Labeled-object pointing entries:
======

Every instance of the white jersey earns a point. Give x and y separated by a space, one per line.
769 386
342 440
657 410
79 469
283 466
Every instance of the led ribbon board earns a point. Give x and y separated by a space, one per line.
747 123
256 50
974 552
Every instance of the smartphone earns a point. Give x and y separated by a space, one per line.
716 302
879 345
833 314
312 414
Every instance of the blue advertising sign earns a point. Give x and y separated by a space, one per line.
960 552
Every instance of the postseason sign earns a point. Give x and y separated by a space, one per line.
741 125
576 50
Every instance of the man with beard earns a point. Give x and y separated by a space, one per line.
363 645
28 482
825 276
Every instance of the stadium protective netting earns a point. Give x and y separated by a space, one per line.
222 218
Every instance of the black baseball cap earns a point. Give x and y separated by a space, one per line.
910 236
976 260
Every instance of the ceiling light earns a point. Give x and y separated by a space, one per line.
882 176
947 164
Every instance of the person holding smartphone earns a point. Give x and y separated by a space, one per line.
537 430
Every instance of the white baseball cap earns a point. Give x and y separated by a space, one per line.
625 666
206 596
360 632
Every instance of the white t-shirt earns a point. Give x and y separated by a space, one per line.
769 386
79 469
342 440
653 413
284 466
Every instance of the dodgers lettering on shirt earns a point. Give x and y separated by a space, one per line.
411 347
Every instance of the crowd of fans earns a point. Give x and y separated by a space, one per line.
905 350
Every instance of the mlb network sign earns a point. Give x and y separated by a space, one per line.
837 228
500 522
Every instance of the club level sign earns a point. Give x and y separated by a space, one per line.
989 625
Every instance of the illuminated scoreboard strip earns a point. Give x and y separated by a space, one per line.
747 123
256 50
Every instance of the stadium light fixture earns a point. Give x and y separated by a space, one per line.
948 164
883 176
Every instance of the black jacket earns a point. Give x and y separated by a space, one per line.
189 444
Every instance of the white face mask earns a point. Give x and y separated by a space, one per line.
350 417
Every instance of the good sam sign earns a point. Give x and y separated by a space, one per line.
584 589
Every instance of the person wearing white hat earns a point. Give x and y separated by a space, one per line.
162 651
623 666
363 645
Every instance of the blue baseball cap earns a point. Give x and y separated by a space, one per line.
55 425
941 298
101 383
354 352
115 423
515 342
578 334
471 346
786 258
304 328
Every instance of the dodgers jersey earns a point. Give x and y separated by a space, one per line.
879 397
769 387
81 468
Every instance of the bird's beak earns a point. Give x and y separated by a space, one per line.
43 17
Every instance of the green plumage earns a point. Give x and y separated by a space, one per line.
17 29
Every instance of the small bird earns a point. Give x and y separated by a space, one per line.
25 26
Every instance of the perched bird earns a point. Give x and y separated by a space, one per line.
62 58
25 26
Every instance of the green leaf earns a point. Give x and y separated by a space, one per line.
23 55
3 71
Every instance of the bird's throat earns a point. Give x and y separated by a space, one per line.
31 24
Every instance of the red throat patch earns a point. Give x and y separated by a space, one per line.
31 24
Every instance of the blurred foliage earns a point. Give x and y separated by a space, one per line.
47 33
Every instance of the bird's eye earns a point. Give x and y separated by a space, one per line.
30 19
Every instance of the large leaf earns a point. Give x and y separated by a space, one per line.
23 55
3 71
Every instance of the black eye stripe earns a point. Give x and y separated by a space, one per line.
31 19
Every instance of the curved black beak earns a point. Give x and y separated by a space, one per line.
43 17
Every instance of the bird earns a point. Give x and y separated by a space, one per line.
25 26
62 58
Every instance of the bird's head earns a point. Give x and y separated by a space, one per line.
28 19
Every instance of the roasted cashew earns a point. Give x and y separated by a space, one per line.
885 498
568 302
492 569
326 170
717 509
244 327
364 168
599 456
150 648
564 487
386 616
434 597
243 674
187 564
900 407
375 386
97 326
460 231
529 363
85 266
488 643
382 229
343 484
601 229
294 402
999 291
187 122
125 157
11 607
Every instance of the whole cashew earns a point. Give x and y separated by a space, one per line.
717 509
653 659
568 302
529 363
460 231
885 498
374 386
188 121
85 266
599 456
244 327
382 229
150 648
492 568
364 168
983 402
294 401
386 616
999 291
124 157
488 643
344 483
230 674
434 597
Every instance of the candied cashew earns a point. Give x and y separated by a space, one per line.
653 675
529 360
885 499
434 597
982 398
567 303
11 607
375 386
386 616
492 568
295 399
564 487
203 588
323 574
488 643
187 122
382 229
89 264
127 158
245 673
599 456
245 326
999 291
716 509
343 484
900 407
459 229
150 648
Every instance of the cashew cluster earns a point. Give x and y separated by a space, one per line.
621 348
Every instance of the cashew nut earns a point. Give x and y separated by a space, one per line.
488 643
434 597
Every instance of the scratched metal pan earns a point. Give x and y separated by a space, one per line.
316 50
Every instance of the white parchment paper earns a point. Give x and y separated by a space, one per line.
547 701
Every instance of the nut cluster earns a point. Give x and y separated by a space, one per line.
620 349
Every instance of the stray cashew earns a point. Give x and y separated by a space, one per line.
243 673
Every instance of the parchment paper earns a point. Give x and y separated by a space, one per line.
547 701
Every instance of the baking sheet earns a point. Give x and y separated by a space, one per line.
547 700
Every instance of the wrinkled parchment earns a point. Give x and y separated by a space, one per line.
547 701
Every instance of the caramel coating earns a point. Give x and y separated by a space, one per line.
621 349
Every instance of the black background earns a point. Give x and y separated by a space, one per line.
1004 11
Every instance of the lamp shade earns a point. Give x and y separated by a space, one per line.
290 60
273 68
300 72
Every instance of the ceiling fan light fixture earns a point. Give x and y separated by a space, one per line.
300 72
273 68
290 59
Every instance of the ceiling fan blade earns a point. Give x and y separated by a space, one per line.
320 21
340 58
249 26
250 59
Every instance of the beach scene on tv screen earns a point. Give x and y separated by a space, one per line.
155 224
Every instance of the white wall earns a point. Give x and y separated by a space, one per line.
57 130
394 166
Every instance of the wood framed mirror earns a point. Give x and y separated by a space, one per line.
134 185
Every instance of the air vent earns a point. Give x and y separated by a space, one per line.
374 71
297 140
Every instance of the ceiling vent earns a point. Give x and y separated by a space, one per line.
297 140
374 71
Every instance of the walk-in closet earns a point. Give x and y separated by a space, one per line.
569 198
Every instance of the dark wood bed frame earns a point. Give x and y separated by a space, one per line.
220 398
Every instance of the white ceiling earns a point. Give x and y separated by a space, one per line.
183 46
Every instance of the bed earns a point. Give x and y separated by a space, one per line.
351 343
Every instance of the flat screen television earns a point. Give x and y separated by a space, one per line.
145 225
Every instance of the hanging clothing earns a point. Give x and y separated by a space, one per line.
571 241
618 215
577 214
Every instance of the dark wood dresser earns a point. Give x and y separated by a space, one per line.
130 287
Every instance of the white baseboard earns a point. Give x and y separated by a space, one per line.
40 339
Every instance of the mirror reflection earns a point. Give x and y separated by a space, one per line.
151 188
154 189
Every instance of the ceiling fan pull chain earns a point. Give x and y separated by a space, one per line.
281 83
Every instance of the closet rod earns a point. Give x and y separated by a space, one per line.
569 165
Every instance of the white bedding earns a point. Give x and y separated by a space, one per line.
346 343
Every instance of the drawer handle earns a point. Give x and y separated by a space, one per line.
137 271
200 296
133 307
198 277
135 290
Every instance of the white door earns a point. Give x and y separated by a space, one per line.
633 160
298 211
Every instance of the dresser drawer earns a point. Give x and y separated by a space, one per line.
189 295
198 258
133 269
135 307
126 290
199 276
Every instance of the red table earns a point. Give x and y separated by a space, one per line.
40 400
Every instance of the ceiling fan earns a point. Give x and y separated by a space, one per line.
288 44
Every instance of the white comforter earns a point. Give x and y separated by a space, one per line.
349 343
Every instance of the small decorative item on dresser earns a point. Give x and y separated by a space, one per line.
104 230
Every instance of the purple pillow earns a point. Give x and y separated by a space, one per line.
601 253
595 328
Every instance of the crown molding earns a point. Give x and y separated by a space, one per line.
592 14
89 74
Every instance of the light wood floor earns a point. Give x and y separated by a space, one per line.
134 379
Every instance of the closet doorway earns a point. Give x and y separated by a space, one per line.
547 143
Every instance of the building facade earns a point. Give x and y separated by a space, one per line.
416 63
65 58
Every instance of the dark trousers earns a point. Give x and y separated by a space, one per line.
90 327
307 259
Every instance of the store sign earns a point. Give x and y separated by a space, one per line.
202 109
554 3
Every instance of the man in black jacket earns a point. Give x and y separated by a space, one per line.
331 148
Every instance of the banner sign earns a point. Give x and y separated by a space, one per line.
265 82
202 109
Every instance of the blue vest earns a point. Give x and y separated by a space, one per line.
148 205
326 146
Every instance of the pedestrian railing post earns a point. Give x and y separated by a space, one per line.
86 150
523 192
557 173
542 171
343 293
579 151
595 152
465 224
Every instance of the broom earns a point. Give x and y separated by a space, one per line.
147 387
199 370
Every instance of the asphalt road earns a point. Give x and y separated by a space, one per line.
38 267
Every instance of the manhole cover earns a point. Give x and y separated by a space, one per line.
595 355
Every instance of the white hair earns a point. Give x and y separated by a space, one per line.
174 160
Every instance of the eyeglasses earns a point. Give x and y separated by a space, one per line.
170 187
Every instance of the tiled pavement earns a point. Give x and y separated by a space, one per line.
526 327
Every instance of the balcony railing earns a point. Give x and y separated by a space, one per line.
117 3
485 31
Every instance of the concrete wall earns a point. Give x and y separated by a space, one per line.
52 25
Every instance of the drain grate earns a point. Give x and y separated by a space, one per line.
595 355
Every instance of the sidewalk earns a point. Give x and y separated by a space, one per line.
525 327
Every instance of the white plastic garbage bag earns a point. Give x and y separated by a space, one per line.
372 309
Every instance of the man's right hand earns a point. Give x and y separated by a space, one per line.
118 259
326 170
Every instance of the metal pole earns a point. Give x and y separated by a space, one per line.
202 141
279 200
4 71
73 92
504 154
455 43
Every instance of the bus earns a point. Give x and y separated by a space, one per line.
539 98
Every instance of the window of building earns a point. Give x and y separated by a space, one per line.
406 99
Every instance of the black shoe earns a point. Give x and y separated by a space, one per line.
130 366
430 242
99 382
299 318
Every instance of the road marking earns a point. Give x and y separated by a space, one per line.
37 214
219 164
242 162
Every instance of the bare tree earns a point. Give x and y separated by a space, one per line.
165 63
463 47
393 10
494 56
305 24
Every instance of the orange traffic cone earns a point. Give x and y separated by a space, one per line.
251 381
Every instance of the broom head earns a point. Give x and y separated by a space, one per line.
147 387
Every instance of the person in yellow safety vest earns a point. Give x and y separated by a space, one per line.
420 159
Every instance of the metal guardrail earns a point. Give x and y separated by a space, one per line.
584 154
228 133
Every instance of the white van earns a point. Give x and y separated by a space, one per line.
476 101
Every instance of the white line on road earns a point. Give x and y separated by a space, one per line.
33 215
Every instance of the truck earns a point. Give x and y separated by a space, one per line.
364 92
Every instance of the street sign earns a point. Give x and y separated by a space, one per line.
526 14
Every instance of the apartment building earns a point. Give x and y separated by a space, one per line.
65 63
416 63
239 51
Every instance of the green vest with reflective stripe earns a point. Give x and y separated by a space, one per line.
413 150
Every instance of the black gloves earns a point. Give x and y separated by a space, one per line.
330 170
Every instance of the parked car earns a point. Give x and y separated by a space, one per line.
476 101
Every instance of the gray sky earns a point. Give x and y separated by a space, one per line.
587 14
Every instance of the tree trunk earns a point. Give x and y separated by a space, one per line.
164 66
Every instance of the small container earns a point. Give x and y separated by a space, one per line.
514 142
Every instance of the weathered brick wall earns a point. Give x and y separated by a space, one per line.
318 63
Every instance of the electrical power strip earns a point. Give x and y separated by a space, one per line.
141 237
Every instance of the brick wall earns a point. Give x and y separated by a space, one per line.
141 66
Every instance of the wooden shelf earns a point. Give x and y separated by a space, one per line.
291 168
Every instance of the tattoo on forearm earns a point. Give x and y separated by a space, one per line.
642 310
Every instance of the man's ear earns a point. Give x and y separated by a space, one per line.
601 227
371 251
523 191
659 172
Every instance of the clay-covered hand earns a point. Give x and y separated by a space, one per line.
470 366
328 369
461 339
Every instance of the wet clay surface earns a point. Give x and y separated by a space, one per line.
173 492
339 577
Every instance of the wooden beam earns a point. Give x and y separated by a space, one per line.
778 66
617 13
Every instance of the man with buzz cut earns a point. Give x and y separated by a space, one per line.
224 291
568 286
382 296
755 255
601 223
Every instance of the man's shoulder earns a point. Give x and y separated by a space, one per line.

======

* TASK OBJECTIVE: Your task is to reproduce, exactly and exclusively, the lines from the one holding "Every instance of the wooden shelf" through the final line of the listing.

* REPLY TO THE TASK:
Every instance of the wooden shelf earns a point. Give x and y separated by a space, one per line.
291 168
Every instance of the tattoo on forearm earns a point. Give x and y separated by a space, one per line.
642 310
Every instance of the man's ear earns a point. Give x and y separated by a space, one per line.
601 227
371 251
523 191
659 172
Every instance of the clay-covered hand earns a point. Give x and y separated by a space, one per line.
470 366
328 369
461 339
Every instance of the wet clay surface earns a point. Give x and y separated by a space, one per line.
173 492
339 577
Every instance of the wooden beam earns a point. Give x and y separated by a space, one per line.
778 66
617 13
Every instance of the man with buzz cut earns a point. Give x and y separated by a space, one per line.
224 291
568 286
382 296
755 255
601 223
Every instance of the man's shoulder earns a point. Give x and y separated by a space, one per line.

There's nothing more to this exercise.